Given task: Copy these lines unchanged, beginning at the line that contains "SCAN white tarp over hood -> rect" and stopping after the final line of the records.

Dataset content:
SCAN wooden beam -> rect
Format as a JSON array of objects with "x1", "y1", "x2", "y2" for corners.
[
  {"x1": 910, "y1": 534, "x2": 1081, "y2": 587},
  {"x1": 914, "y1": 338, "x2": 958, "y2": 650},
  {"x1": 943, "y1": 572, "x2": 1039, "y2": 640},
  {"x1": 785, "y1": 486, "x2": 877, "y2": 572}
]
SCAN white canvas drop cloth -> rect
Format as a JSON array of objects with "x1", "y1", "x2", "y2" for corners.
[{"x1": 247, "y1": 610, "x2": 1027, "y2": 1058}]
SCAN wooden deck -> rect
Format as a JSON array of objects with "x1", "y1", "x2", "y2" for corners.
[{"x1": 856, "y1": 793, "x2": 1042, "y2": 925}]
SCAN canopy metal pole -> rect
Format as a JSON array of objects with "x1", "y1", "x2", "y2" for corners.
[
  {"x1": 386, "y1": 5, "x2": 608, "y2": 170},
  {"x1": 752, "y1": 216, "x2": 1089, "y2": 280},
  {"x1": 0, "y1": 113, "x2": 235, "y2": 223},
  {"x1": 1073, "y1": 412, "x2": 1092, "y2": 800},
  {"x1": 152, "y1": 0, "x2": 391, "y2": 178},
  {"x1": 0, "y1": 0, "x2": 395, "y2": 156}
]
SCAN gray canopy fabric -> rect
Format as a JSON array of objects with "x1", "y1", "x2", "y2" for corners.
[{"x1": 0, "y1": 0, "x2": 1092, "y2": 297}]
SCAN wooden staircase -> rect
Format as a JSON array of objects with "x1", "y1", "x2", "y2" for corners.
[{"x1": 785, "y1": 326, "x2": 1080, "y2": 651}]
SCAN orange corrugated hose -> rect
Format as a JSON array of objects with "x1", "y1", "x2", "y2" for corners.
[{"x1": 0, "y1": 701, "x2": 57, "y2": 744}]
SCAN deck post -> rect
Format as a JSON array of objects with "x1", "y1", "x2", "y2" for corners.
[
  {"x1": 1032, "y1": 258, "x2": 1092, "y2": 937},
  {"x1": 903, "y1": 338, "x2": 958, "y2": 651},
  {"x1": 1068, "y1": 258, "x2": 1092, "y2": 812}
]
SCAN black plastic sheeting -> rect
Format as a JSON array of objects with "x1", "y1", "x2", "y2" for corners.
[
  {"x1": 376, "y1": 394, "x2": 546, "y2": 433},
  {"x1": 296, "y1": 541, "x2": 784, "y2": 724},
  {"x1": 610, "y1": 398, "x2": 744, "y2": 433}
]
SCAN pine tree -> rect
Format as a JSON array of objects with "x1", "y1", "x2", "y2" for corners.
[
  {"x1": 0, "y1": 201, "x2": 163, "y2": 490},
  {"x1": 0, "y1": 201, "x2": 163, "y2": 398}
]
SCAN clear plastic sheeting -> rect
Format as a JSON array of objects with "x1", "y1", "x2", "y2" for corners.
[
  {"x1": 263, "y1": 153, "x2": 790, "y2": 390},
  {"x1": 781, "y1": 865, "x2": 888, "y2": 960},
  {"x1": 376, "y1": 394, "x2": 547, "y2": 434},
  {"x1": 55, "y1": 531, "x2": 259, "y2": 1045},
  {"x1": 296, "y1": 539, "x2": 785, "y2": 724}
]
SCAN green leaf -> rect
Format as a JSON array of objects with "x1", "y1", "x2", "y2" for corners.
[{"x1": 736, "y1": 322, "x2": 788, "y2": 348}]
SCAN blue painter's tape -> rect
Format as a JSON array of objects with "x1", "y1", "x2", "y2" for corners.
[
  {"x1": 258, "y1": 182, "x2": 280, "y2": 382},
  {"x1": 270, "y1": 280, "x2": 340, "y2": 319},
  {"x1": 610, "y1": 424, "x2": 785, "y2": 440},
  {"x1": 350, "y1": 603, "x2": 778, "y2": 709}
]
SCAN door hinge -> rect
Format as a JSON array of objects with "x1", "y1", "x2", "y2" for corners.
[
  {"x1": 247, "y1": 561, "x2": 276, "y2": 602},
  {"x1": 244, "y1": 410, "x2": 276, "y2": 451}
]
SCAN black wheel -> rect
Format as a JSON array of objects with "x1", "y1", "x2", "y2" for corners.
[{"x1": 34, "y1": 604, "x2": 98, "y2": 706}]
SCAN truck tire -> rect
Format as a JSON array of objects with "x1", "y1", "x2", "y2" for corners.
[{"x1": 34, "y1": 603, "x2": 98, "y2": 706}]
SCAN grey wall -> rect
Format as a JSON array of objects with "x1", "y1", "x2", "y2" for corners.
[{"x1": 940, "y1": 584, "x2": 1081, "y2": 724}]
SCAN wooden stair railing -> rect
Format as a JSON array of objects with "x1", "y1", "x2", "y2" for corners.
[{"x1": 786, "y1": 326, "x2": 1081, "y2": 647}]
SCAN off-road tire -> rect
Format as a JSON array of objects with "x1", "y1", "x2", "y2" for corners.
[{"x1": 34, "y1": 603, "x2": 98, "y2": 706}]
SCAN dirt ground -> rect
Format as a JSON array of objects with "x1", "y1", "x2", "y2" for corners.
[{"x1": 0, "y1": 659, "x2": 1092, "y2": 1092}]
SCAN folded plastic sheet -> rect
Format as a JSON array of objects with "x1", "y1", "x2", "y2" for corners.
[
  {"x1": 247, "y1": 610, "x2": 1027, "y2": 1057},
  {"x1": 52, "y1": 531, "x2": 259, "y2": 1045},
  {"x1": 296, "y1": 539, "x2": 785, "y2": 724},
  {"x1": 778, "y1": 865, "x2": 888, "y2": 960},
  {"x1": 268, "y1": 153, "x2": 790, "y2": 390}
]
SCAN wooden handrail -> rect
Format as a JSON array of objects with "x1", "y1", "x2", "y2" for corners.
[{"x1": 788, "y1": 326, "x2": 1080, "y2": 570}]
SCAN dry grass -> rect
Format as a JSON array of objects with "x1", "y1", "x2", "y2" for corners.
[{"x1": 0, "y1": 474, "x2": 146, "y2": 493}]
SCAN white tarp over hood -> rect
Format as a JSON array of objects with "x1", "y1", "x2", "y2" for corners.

Completed task:
SCAN white tarp over hood -> rect
Format as a JSON array of objects with "x1", "y1", "x2", "y2" for corners.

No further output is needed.